**WHAT NEEDS TO BE DONE**
Using the data below, gather each line that includes the word "shaft".

--- PROVIDED RECORDS ---

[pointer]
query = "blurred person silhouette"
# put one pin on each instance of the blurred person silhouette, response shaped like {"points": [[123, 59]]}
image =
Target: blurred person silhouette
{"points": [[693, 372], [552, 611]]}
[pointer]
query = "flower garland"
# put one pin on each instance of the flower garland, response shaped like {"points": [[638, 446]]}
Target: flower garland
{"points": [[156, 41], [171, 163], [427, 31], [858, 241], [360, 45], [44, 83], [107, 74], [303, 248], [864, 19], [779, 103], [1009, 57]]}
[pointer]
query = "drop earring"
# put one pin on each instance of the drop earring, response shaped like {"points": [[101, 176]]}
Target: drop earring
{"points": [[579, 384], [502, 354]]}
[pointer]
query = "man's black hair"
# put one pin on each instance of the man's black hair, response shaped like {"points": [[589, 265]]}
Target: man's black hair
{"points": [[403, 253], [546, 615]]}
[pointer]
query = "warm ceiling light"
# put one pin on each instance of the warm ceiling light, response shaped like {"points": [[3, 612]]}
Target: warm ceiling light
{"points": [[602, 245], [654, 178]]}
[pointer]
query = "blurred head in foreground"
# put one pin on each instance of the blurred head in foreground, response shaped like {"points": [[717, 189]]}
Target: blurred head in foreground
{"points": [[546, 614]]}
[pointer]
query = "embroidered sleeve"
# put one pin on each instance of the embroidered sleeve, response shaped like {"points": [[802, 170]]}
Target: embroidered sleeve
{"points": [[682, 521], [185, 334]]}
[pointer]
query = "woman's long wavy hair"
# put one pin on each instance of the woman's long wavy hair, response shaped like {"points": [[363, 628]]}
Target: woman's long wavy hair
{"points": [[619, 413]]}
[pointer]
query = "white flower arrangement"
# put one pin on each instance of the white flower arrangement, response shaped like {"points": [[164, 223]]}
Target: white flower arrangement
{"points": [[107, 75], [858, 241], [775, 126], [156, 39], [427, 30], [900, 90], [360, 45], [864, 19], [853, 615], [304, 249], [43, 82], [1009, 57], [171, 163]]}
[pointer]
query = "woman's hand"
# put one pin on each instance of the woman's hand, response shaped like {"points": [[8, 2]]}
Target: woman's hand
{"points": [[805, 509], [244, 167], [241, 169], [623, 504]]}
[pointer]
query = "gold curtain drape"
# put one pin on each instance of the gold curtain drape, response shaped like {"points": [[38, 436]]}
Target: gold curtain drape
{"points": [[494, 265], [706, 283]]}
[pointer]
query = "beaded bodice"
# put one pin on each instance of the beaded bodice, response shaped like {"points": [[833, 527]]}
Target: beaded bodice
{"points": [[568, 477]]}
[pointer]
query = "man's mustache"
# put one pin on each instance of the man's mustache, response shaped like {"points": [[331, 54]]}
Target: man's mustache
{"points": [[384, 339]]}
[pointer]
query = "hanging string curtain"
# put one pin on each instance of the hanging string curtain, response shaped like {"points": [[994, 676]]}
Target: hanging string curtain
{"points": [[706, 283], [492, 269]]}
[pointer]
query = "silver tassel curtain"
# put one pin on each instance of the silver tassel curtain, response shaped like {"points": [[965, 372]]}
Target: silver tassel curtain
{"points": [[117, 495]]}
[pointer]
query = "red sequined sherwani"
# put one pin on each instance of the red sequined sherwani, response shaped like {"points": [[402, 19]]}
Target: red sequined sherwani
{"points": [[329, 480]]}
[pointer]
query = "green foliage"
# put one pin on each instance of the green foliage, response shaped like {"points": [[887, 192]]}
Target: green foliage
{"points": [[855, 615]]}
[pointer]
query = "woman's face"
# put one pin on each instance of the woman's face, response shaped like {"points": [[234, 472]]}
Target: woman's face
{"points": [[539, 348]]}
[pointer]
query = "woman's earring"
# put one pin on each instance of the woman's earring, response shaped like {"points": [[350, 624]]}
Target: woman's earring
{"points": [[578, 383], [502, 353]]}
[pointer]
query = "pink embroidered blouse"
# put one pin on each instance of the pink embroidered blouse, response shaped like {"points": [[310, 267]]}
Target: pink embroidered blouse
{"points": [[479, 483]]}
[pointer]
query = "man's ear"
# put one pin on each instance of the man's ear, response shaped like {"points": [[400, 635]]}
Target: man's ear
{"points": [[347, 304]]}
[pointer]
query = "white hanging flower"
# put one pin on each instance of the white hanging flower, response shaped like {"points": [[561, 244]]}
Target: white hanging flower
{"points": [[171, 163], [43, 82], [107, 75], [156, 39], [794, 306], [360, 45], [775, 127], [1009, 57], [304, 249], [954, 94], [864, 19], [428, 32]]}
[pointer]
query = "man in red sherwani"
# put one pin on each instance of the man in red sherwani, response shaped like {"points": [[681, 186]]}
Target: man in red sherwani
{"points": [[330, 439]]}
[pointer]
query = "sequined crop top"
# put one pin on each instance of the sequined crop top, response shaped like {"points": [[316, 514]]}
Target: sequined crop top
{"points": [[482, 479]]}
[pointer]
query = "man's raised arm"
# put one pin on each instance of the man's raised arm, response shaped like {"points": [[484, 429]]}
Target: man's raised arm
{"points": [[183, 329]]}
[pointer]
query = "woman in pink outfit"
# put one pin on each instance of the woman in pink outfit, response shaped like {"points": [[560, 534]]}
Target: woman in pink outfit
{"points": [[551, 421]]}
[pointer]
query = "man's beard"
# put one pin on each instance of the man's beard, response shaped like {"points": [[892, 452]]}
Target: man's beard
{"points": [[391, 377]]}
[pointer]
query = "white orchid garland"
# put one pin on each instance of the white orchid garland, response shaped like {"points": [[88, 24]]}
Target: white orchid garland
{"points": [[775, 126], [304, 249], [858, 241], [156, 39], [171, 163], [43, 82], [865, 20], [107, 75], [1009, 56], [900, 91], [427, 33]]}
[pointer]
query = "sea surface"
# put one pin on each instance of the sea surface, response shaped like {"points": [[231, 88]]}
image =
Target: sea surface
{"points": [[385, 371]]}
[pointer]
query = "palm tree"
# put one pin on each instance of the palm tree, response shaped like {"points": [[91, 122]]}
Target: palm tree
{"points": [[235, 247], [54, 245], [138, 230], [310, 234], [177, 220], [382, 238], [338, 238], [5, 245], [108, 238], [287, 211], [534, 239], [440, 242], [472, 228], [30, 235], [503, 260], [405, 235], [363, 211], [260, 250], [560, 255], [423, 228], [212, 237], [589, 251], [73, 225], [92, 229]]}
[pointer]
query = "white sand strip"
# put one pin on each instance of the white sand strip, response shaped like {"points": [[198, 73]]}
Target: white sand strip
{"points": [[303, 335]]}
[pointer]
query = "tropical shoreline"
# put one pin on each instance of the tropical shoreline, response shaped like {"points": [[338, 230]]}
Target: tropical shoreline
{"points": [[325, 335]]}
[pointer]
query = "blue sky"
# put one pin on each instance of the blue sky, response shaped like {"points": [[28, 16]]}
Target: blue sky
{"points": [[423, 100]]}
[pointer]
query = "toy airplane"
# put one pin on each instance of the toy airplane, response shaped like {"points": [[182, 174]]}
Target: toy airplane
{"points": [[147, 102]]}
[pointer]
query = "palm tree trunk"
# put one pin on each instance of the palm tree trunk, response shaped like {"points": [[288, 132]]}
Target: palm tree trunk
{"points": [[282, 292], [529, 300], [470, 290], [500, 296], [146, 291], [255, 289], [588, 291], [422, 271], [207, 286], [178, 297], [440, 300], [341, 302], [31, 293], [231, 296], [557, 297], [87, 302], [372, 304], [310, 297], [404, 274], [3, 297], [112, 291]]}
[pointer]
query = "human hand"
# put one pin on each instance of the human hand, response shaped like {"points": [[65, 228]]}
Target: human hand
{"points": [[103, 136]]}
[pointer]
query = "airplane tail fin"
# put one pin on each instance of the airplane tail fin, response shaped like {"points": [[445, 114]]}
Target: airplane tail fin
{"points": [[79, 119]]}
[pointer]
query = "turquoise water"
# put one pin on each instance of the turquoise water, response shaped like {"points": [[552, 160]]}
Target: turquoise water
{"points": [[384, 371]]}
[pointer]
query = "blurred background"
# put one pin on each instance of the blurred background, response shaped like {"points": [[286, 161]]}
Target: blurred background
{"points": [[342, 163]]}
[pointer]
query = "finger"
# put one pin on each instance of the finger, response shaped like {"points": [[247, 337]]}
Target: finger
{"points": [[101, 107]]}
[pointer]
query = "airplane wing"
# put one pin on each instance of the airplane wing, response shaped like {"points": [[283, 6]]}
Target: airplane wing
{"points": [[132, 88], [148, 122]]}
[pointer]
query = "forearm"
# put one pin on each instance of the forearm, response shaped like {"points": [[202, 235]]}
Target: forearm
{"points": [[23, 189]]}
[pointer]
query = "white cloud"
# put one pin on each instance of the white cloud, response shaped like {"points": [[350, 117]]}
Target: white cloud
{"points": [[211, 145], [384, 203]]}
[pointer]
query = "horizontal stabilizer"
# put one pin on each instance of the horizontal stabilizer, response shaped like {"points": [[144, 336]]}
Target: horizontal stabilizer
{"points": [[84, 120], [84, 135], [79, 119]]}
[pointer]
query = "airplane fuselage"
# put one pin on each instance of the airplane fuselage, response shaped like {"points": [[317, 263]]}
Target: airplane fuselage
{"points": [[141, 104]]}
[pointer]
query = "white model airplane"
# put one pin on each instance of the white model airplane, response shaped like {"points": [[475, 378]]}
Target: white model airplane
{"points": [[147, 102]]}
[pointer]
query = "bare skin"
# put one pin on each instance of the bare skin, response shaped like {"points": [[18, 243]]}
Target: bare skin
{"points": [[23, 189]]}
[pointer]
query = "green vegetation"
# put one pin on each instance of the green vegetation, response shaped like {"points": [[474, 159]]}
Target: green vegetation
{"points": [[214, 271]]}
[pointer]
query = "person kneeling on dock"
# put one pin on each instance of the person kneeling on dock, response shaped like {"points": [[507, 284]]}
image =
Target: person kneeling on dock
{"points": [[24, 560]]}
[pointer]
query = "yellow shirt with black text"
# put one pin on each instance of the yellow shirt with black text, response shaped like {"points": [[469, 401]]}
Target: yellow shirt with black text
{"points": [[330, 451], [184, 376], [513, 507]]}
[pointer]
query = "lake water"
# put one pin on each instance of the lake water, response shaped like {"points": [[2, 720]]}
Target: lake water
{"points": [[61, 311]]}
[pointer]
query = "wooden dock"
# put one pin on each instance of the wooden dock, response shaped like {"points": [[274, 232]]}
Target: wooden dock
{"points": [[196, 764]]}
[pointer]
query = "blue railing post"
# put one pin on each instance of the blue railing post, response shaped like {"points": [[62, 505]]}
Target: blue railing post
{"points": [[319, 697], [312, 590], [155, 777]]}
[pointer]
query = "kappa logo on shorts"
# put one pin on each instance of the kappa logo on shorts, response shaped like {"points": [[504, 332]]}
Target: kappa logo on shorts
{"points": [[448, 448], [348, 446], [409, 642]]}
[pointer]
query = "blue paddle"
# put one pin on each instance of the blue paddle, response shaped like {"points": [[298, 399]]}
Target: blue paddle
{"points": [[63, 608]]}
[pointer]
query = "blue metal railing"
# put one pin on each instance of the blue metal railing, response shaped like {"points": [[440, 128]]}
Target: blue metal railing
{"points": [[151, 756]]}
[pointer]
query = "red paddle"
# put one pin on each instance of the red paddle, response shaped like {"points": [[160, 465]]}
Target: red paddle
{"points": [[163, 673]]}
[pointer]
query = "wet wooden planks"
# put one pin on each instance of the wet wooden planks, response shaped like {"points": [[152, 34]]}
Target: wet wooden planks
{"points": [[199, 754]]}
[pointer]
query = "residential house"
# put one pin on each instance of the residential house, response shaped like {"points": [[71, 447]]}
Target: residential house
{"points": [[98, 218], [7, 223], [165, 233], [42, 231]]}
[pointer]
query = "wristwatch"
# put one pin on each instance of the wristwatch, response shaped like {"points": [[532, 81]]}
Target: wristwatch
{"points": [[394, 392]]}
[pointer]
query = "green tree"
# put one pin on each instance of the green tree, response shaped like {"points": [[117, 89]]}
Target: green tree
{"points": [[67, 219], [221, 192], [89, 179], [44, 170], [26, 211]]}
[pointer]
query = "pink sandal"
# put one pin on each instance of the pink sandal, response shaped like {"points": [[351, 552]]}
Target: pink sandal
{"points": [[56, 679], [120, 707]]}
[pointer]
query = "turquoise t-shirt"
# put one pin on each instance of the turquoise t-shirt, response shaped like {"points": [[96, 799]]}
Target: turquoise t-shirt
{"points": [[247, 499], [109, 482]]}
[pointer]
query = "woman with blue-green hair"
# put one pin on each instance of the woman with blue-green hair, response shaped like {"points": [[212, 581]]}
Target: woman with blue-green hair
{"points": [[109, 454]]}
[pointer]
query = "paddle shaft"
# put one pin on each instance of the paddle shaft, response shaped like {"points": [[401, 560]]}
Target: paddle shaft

---

**EXERCISE ANSWER**
query = "paddle shaft"
# put one pin on each instance of the paddle shaft, response shaped like {"points": [[401, 560]]}
Target: paddle shaft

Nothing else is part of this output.